▸ DATA SUPPLIED
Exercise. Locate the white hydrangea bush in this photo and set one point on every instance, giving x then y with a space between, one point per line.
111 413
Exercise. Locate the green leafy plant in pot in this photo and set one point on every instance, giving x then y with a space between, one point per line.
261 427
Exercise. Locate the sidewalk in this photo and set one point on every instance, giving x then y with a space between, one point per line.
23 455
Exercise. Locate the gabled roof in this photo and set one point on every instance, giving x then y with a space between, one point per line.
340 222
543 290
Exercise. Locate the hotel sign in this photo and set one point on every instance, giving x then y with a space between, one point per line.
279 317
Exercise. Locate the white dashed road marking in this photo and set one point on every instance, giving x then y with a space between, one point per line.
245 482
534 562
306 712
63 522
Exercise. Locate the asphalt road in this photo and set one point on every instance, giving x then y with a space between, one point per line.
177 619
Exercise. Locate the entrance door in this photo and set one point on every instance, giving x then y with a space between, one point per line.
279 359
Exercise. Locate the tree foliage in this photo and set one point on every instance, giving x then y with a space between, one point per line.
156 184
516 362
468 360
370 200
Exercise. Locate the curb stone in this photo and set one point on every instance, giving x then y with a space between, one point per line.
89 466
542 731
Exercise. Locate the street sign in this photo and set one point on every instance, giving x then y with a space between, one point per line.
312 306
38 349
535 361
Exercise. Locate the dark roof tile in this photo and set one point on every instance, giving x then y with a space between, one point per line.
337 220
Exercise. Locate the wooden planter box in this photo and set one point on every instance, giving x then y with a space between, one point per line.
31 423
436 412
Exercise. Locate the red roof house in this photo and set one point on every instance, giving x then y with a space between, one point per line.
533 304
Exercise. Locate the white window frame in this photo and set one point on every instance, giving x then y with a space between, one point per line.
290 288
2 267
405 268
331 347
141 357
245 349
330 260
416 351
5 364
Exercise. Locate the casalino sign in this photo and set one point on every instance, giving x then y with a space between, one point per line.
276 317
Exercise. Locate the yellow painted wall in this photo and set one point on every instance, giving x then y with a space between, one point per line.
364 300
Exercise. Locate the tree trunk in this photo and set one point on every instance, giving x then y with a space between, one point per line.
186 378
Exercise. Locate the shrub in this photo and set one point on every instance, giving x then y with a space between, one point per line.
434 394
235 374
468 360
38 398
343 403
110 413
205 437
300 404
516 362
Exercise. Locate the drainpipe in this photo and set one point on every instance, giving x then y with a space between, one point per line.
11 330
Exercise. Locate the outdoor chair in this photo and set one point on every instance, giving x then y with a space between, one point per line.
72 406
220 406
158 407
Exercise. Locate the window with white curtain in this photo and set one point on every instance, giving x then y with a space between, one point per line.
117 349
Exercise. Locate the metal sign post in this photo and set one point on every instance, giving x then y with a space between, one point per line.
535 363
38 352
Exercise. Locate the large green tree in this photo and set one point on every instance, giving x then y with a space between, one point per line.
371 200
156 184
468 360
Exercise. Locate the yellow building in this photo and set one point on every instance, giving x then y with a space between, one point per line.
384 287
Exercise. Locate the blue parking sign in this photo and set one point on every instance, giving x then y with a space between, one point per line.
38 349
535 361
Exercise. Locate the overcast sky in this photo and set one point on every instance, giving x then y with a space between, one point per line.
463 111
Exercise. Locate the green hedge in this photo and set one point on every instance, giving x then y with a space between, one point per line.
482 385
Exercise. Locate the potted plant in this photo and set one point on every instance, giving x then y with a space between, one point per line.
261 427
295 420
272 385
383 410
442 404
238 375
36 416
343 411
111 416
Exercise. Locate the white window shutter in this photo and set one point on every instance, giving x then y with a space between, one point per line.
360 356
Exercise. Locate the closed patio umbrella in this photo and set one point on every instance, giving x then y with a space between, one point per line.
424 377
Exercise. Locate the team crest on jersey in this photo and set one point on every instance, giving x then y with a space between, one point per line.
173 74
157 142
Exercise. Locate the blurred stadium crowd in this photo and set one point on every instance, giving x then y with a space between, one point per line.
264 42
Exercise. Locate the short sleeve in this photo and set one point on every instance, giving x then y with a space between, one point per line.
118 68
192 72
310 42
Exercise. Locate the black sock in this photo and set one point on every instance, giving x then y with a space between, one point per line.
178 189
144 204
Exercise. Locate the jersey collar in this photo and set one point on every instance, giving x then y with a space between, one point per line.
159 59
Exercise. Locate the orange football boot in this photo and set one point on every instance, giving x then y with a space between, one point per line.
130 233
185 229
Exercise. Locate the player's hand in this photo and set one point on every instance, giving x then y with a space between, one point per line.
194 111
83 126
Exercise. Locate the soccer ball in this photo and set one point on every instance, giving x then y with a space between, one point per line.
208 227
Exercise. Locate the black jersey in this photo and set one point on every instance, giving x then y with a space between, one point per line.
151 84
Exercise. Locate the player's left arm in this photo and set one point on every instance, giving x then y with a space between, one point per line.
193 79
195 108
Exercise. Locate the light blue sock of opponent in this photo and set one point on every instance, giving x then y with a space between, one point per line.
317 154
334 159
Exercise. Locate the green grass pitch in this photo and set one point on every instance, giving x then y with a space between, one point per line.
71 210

▸ WHAT IS EXPECTED
The records above must be repeated exactly, every one of them.

▸ OUTPUT OF THE TASK
Exercise. Locate the white hydrangea bush in this photo and set one point on every instance, giving x then y with a space between, one point per line.
111 413
Exercise. Locate the green leafy plant in pot in this photo and set one point on every instance, giving x then y with a space between, one point per line.
261 427
Exercise. Locate the sidewalk in this photo and set one point on every instance, giving x then y with a space between, one point per line.
23 455
Exercise. Locate the gabled roof in this photo and set one point on every instance, giving x then y with a space between, one point per line.
340 222
543 290
Exercise. Locate the hotel sign in this photo and set one point on every instance, giving x then y with a space between, one point per line.
279 317
Exercise. Locate the white dashed road marking in this photo and set one point on every instance, giving x then y with a space between, one point per line.
245 482
534 562
306 712
63 522
Exercise. Locate the asphalt road in this photo and set one point on every instance, giving x then y with a space between, one point per line.
177 619
Exercise. Locate the entrance door in this photo and set one point on every instance, giving x then y with a space between, one point per line.
279 359
Exercise. Locate the tree foliage in this photo and set one point on every instance, giving x then y with a space between, one point per line.
156 184
516 362
468 360
370 200
Exercise. Locate the curb stone in this photo and set one point on every instance, giving x then y with a space between, one point per line.
89 466
542 731
Exercise. Locate the street sign in this photo and set one point on every instance, giving x then y with a space between, one point per line.
312 306
38 349
535 361
Exercise. Locate the dark roof tile in this photo and set one point on every instance, giving x then y with a space between, one point per line.
337 220
Exercise. Locate the wooden planter box in this photo and set one point on every instance, giving x then y with a space between, one point per line.
31 423
436 412
Exercise. Locate the red roof house in this photo and set one point on every instance, giving x then y with a space between, one point per line.
533 304
Exercise. Locate the white window frame in this photo and set one point on every instance, giving x then y with a space between, one point per line.
290 288
2 267
405 268
331 347
141 357
245 349
330 260
416 351
5 364
Exercise. Locate the casalino sign in this photo and set one point on every instance, giving x then y with a space between, one point per line.
276 317
Exercise. Locate the yellow painted wall in this photo and set one point on every instance, giving x then y with a space between, one point per line.
364 300
Exercise. Locate the tree trunk in this photo and set one point on every instance, giving x then y with a space between, one point per line.
186 378
Exercise. Locate the shrub in this photo and set one point on every instance, giving x then y with a space between, one point per line.
434 394
235 374
468 360
38 398
343 403
110 413
205 437
300 404
516 362
Exercise. Locate the drainpipe in this photo and set one point on every instance, giving x then y with a space between, one point per line.
11 330
Exercise. Locate the outdoor chair in this photo and set one point on every instance, giving x then y with a space between, one point per line.
72 406
220 406
158 407
Exercise. Locate the window with white curtain in this photo and set one point on every instance, giving x then y with a space between, one point per line.
117 349
Exercise. Locate the metal sign post in this photo and set one point on every instance, giving x then y with a space between, one point per line.
535 363
38 352
Exercise. Locate the large green tree in this photo and set one point on every instance, giving x then y with a space between, one point per line.
371 200
156 184
468 360
Exercise. Locate the yellow building in this photo and set one point on every instance, giving x then y with a space between, one point per line.
384 287
Exercise. Locate the blue parking sign in this photo and set one point on every instance, giving x then y with a space between, one point per line.
38 349
535 361
Exercise. Locate the overcast sky in this photo and set one point on every instance, giving x then y with a space between, one point per line.
463 111
Exercise. Locate the green hedge in this photo and set one point on every instance, giving x then y with a space between, one point per line.
482 385
Exercise. Locate the potted plant in this photo and set one point on every instance, giving x then y with a space between, one point per line.
261 427
295 420
272 385
383 410
442 404
238 375
36 416
343 411
111 416
Exercise. Locate the white window shutter in this photo and set one point on every instance, giving x then y with a space between, one point per line.
360 356
Exercise. Locate the closed patio umbrella in this photo and set one point on every instance, giving x then y with a space between, one point per line.
424 377
Exercise. Locate the team crest on jersey in this photo and set one point on every instance, giving x then y with a space between, one point per line.
173 74
157 142
Exercise. Locate the blurred stadium crowd in this photo and set one point on every instance, giving x then y with a space between, one point per line.
264 42
Exercise. Locate the short sleeve in this photo and set one point on every instance, giving x then y with a space between, one point per line.
118 68
192 72
310 42
Exercise. Locate the black sock in this photo and set one point on every instance, giving x then y with a space between, one point per line.
178 189
144 204
Exercise. Locate the jersey collar in this photo and set one point on every instance, giving x then y with a space between, one point per line.
159 59
Exercise. Locate the orange football boot in this photo and set one point on every instance, giving x then y with a space between, one point per line.
130 233
185 229
Exercise. Locate the player's hand in this photo and set one point on every instance, giving x then y with a space between, one point per line.
194 111
83 126
Exercise. Locate the soccer ball in this photo and set one point on every instance, giving x then y with a space between, one point per line.
208 227
Exercise. Locate the black jersey in this photo and set one point on every instance, giving x then y with a space between, one point per line.
151 84
Exercise. Locate the player's left arm in this photo and set one point on every instance, giving x then y with a space between, one point per line.
193 79
195 108
Exercise. Locate the light blue sock of opponent in this photo and set one point on every instance, giving x then y with a space between, one point per line.
317 154
334 159
Exercise. Locate the green grass pitch in this photo and set one point on every instance, giving x then y with a space between, one point per line.
71 210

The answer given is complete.